* **TEXT**
Judge Neil M. Gorsuch spent 14 months as a key Justice Department official during the Bush administration, and dealt with matters related to the war on terror. Credit Doug Mills/The New York Times
WASHINGTON — In December 2005, Congress handed President George W. Bush a significant defeat by tightening legal restrictions against torture in a law called the Detainee Treatment Act. Soon afterward, Neil M. Gorsuch — then a top Justice Department official — sent an email to a White House colleague in case he needed “cheering up” about the administration’s setback.
The email from Judge Gorsuch, nominated by President Trump to fill the vacancy on the Supreme Court caused by the death of Justice Antonin Scalia, linked to articles about a less-noticed provision in the act that undercut the rights of Guantánamo Bay detainees by barring courts from hearing their habeas corpus lawsuits.
“The administration’s victory is not well known but its significance shouldn’t be understated,” wrote Judge Gorsuch, who had helped coordinate the Justice Department’s work with Congress on the bill.
The email about the court-stripping provision — which the Supreme Court later rejected — is among more than 150,000 pages of Bush-era Justice Department and White House documents involving Judge Gorsuch disclosed by the Trump administration ahead of his Senate confirmation hearings next week.
Judge Gorsuch’s time in the executive branch was brief. He joined the Justice Department in June 2005 as the principal deputy associate attorney general, meaning he was the top aide to the No. 3 official in the department. He left in August 2006, when Mr. Bush appointed him as a federal appeals court judge in Denver.
But those 14 months were tumultuous ones for the Bush administration amid controversies over detainee abuses, military commissions, warrantless surveillance and its broad claims of executive power. Judge Gorsuch’s job put him at the center of both litigation and negotiations with Congress over legislation about such topics.
References to those efforts may offer clues to Judge Gorsuch’s approach to the sort of national-security and executive power issues that rarely come before his appeals court but can be crucial at the Supreme Court.
In November 2005, for example, Judge Gorsuch visited Guantánamo for a briefing and tour. Afterward, he wrote a note to the prison operation commander, offering a glowing review.
“I was extraordinarily impressed,” Judge Gorsuch wrote. “You and your colleagues have developed standards and imposed a degree of professionalism that the nation can be proud of, and being able to see first hand all that you have managed to accomplish with such a difficult and sensitive mission makes my job of helping explain and defend it before the courts all the easier.”
During the negotiations with Congress over the Detainee Treatment Act, Judge Gorsuch helped persuade lawmakers to weaken a provision that permitted a civilian appeals court to review decisions by military tribunals. The original draft let judges scrutinize whether a tribunal had “applied the correct standards,” but the revised one only let them look to see whether the tribunal had applied standards set by the Pentagon.
The change, “in response to our concerns,” Judge Gorsuch wrote, “reduces significantly the potential for judicial creativity.”
In June 2006, the Supreme Court issued a landmark ruling that not only struck down the administration’s military commissions system, but also implied that officials involved in abusive interrogations might be vulnerable to prosecution for war crimes. Judge Gorsuch helped draft a proposal for legislation that would address both matters, the files show, although he left before the eventual bill, the Military Commissions Act, was enacted.
He was also part of teams that helped draft speeches on national security for Attorney General Alberto R. Gonzales and an op-ed published by USA Today, under his supervisor’s byline, defending President Bush’s warrantless surveillance program and his use of a signing statement to claim a right to bypass the Detainee Treatment Act’s provision banning torture.

* **SUPPLIED DATA**

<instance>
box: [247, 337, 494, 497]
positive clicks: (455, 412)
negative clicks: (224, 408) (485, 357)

* **CHECK YOUR UNDERSTANDING**
a) Reproduce the passage of the Gorsuch article that runs from "The email from" up to and including "habeas corpus lawsuits.".
b) According to the Gorsuch article, in what month and year did Gorsuch visit Guantánamo for a briefing and tour?

* **ANSWERS FOR THE TASKS**
a)
The email from Judge Gorsuch, nominated by President Trump to fill the vacancy on the Supreme Court caused by the death of Justice Antonin Scalia, linked to articles about a less-noticed provision in the act that undercut the rights of Guantánamo Bay detainees by barring courts from hearing their habeas corpus lawsuits.

b) November 2005.